- SET TASK
Print verbatim the lines of the material below from the line containing "Objective — one dot per instance of the tiled" up to and including the line containing "[[181, 73], [120, 74]]", and nothing else.
— begin —
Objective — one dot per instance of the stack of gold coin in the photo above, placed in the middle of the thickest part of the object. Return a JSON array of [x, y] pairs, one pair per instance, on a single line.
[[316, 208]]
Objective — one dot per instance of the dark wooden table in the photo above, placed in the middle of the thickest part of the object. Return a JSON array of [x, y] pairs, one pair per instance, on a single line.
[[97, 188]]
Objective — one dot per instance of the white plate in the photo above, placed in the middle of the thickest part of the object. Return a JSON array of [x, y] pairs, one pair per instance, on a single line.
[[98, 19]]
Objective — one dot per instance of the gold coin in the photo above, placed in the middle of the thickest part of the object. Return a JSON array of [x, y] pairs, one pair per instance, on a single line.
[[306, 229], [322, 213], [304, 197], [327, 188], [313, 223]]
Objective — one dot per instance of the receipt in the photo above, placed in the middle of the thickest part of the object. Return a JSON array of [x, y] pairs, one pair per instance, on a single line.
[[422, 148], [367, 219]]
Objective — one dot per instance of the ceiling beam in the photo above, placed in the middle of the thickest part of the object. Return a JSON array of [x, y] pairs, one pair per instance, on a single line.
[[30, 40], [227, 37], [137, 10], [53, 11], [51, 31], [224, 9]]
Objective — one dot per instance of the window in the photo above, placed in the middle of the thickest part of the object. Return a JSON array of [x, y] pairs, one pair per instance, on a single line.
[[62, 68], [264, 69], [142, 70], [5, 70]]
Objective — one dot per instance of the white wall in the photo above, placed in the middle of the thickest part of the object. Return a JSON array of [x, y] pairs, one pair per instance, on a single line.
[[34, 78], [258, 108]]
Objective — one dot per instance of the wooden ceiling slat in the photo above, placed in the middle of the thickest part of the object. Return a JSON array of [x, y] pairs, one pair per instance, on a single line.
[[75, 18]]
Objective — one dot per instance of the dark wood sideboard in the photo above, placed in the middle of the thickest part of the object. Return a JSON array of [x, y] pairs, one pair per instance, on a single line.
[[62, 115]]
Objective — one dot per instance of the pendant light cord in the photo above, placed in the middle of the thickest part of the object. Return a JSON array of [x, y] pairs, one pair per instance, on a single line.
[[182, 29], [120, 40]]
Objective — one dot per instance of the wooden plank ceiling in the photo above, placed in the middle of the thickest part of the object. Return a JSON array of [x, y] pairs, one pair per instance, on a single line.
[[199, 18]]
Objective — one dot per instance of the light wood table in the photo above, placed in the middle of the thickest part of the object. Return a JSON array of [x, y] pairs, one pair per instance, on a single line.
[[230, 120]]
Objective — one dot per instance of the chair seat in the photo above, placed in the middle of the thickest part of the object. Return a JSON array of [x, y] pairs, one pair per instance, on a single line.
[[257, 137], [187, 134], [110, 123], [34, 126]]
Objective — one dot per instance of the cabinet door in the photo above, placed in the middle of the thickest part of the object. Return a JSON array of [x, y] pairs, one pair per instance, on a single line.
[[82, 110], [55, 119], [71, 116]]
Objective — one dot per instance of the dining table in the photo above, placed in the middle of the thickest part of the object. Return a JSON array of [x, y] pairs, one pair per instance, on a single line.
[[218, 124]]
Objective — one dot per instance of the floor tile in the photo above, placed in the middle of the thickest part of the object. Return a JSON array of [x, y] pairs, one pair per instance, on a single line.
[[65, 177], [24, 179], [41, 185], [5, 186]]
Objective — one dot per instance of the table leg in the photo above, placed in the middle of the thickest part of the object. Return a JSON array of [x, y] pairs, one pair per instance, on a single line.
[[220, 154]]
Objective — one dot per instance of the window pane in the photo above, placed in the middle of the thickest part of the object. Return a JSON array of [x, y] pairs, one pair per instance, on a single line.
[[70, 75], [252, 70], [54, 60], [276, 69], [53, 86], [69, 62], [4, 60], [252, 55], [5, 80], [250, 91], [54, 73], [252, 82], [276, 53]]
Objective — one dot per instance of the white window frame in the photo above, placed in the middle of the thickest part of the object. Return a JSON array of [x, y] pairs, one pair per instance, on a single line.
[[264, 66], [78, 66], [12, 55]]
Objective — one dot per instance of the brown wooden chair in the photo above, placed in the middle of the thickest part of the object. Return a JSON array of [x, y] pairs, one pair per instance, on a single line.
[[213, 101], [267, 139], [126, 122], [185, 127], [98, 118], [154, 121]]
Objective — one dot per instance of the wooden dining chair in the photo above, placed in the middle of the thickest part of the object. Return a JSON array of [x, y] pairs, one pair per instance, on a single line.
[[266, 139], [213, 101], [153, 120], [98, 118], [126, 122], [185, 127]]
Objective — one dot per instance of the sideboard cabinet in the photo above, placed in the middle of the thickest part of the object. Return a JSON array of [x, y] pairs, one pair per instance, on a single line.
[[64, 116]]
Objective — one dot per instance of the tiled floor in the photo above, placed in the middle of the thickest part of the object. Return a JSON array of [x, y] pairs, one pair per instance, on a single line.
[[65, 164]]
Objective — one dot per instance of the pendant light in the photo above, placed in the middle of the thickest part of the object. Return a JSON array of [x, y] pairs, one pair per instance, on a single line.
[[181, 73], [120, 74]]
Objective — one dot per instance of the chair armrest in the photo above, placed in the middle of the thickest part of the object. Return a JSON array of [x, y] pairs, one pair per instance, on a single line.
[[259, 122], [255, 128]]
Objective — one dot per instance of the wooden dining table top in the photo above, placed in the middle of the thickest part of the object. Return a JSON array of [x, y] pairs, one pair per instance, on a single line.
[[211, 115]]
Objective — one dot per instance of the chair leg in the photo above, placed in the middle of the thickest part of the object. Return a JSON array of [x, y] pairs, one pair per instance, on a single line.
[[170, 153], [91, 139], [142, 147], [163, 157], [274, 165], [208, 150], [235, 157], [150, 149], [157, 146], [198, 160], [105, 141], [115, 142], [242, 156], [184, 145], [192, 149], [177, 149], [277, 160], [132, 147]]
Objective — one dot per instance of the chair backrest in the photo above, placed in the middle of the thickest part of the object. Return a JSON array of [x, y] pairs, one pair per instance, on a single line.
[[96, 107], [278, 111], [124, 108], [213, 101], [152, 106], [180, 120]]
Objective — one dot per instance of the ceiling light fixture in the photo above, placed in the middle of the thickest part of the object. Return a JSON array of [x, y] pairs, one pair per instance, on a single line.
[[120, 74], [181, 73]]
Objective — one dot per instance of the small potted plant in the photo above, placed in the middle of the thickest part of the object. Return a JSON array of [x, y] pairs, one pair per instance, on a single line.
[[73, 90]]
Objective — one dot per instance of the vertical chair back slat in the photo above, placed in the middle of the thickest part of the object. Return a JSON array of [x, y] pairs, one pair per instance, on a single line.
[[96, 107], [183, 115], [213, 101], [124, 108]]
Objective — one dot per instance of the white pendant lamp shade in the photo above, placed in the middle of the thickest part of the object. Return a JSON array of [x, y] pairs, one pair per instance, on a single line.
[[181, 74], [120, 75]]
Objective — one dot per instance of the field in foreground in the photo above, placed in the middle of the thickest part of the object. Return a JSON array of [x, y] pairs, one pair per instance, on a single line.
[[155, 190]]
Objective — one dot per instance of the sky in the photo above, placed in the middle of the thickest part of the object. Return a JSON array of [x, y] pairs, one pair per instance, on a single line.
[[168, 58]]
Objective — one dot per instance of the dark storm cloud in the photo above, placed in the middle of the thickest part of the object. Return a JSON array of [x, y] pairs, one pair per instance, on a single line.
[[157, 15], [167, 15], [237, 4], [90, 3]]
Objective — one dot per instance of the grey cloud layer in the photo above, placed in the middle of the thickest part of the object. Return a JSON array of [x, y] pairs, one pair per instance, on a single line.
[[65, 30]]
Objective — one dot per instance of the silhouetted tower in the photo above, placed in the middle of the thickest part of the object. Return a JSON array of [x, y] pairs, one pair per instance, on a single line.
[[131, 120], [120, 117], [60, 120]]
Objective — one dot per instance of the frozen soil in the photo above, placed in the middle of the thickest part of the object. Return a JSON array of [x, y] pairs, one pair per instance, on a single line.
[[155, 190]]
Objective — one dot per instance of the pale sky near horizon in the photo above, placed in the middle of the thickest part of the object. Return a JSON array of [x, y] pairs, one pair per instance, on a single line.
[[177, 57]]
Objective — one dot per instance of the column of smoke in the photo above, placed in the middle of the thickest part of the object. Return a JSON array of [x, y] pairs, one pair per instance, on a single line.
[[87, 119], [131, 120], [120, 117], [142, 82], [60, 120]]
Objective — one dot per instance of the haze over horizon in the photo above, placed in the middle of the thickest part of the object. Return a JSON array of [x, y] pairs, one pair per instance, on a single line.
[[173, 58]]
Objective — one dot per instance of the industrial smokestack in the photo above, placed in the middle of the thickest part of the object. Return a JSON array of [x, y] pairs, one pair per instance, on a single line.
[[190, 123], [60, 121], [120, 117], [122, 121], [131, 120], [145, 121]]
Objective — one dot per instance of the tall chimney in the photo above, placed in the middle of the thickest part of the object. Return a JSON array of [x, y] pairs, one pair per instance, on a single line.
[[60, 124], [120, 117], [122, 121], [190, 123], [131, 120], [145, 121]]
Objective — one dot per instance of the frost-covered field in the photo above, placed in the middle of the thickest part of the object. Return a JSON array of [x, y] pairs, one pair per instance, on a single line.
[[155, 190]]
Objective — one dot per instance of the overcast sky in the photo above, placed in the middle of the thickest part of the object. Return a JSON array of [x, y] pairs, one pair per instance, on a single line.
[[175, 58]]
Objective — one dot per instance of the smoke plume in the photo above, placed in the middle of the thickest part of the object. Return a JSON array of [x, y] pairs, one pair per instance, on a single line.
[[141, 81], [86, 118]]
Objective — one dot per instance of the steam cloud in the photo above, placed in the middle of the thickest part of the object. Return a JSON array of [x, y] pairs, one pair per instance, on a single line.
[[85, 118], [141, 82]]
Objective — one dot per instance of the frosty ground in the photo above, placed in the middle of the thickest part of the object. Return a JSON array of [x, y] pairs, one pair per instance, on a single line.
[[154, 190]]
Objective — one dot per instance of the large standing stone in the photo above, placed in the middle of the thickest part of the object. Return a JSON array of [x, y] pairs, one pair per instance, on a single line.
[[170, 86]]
— end —
- ANSWER TO THIS PROBLEM
Objective — one dot per instance of the tiled floor in the photo above, placed in the middle of the thickest part of the object. Return a JSON array of [x, y] pairs, one pair per instance, on a single line.
[[65, 164]]
Objective — one dot per instance of the pendant light in the photo above, placed in the middle of the thickest part of the object. Return a JSON array of [x, y] pairs, one pair per instance, on a single line.
[[181, 73], [120, 74]]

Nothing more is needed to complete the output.